ASSIGNED TASK 1:
Answer these questions from the excerpt on AI search and the German court ruling:
(a) What does the excerpt compare "AI correction" workflows to?
(b) Which high-stakes categories does it name for proactive monitoring?
(c) Which kinds of errors does it say a business owner might find in AI search results?
ASSIGNED TASK 2:
Repeat the part of the excerpt on AI search and the German court ruling starting at "For business owners, the" and ending at "from trusted directories.".
ASSIGNED TASK 3:
Carry on the excerpt on AI search and the German court ruling, picking up after its last sentence.

---- SELECTED EXCERPT

For business owners, the most practical outcome will be the emergence of “AI correction” workflows, similar to DMCA takedowns but for defamatory or incorrect AI outputs. Platforms may build faster complaint mechanisms and proactive monitoring for high-stakes categories like health advice, financial claims, and local business reputations. The ruling also puts pressure on Google and others to tighten source verification—which means your accurate, well-structured business listings become even more powerful as the AI learns to pull from trusted directories.
What This Means for You
The German court ruling is a wake-up call to take AI search visibility seriously as a business owner. If an AI summary can invent a scandal about your company and the platform bears legal risk, the incentives shift toward making those summaries accurate. That starts with you: audit what AI tools actually say when someone asks about your business. Go to Google and other AI search engines and run the queries your customers would run. If you find incorrect hours, wrong pricing, or fabricated reputation statements, that’s a lead you’re losing right now.

--------
---- EXTRACTED RECORDS

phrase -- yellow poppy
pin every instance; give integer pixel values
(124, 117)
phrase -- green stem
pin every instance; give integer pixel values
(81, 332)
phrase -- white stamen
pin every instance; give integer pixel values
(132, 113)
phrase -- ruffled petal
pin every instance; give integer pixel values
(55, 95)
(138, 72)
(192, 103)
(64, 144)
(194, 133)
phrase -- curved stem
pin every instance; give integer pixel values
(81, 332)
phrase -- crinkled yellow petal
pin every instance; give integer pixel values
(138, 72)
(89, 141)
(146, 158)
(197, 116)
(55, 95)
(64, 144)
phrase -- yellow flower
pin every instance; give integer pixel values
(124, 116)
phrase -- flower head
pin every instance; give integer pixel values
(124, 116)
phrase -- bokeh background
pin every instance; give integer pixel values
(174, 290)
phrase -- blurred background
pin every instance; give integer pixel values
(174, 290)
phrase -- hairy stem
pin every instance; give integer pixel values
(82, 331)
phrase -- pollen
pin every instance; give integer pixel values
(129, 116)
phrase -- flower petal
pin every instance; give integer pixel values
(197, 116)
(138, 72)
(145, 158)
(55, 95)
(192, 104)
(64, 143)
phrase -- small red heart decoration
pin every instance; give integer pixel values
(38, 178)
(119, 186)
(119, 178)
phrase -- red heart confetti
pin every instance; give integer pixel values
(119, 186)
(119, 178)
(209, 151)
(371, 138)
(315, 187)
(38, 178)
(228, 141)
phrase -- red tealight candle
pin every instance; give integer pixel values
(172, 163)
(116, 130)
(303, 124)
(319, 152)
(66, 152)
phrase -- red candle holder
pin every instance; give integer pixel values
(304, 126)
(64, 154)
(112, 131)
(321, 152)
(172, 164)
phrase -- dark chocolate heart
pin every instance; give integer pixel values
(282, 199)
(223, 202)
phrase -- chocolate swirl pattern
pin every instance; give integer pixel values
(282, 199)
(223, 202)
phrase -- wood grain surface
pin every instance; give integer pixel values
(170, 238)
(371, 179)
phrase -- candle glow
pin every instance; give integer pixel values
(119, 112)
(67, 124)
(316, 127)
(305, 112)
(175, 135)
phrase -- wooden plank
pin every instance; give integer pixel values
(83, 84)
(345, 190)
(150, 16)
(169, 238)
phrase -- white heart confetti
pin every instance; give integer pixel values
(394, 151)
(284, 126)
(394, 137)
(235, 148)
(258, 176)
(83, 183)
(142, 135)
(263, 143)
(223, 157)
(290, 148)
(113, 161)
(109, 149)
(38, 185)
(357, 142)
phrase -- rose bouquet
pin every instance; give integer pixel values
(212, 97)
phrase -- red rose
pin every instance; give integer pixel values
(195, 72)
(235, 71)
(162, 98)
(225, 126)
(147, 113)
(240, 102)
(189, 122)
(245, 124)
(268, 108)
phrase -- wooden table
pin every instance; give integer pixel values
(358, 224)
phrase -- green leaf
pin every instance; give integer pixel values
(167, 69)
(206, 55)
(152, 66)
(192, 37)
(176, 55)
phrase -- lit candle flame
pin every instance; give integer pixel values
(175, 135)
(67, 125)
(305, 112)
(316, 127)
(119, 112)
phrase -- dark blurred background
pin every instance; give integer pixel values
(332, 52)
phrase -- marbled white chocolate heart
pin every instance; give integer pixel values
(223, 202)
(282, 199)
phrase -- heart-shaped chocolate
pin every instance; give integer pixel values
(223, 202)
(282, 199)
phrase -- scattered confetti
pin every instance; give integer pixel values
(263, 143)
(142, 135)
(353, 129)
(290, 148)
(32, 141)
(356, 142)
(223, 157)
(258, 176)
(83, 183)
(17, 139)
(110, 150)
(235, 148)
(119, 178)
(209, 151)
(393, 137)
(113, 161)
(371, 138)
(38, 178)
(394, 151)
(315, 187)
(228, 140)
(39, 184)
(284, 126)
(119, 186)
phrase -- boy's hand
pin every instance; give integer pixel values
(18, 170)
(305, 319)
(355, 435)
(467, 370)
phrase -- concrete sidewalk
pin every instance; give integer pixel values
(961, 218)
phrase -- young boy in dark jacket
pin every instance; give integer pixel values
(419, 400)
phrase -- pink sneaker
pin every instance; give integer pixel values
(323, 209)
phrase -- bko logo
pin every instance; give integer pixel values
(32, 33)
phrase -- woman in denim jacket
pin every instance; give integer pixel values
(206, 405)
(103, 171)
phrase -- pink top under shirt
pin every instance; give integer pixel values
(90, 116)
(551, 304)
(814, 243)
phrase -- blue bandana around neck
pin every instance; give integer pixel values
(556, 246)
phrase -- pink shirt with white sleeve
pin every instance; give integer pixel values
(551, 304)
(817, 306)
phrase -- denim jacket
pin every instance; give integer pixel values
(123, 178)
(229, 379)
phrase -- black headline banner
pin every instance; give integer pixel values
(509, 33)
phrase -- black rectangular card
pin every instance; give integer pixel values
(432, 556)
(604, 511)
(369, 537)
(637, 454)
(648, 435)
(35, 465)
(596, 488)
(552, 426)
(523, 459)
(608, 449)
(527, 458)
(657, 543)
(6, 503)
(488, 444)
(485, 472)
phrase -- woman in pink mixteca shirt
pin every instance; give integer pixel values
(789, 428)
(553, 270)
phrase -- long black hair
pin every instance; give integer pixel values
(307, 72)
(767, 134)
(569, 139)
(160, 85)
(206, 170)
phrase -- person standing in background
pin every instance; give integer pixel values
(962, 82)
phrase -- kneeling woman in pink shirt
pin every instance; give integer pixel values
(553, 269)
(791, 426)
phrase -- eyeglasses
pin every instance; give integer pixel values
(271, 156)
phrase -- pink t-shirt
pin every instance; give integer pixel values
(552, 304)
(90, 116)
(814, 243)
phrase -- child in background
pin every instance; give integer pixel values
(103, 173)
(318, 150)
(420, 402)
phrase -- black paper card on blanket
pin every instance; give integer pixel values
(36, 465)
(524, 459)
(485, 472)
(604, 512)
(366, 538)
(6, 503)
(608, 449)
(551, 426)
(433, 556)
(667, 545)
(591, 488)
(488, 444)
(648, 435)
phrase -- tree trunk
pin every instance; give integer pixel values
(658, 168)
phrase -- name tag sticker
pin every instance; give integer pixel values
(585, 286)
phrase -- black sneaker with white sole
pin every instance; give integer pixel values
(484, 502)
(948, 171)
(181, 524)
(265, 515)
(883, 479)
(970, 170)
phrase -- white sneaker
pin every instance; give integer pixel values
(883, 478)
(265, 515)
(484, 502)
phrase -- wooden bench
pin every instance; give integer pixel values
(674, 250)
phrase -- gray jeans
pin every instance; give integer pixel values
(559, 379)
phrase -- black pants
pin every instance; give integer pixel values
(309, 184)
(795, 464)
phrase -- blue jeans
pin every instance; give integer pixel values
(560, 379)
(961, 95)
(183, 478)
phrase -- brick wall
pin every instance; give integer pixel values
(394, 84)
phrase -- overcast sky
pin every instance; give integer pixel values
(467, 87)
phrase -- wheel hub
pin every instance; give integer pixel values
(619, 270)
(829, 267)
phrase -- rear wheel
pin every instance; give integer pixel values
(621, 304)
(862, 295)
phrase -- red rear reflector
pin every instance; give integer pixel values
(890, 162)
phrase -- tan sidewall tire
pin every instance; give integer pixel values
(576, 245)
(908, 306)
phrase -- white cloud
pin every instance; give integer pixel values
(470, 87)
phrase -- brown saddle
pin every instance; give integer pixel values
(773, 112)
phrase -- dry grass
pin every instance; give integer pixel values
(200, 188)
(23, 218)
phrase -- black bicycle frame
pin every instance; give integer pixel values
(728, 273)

--------

TASK RESPONSE 1:
(a) DMCA takedowns.
(b) Health advice, financial claims, and local business reputations.
(c) Incorrect hours, wrong pricing, and fabricated reputation statements.

TASK RESPONSE 2:
For business owners, the most practical outcome will be the emergence of “AI correction” workflows, similar to DMCA takedowns but for defamatory or incorrect AI outputs. Platforms may build faster complaint mechanisms and proactive monitoring for high-stakes categories like health advice, financial claims, and local business reputations. The ruling also puts pressure on Google and others to tighten source verification—which means your accurate, well-structured business listings become even more powerful as the AI learns to pull from trusted directories.

TASK RESPONSE 3:
BizScoreAI exists to solve exactly this problem. Run an AI contactability scan to see how AI search engines represent your business—whether they pull your correct phone number, hours, and services, or whether they fill gaps with hallucinations. Then claim and optimize your business listings across the directories that AI models trust most. Consistent data across the web is the strongest defense against AI fabrication.
The user behavior data leaves no room for complacency: the 2026 AI search behavior study showed that 88% of users accept AI Mode results as-is. And as we covered in our comparison of AI Mode vs. AI Overviews, different AI surfaces pull from different source sets—you need to be visible across all of them. A single missing citation can mean a ghost reputation in an AI answer.
Don’t overlook your social profiles, either. AI search increasingly ingests social signals to gauge business credibility. A tool like Feedsta.ai keeps your social presence active and factually consistent, reducing the chance that an AI model picks up outdated or conflicting information. Small, regular updates reinforce the real you.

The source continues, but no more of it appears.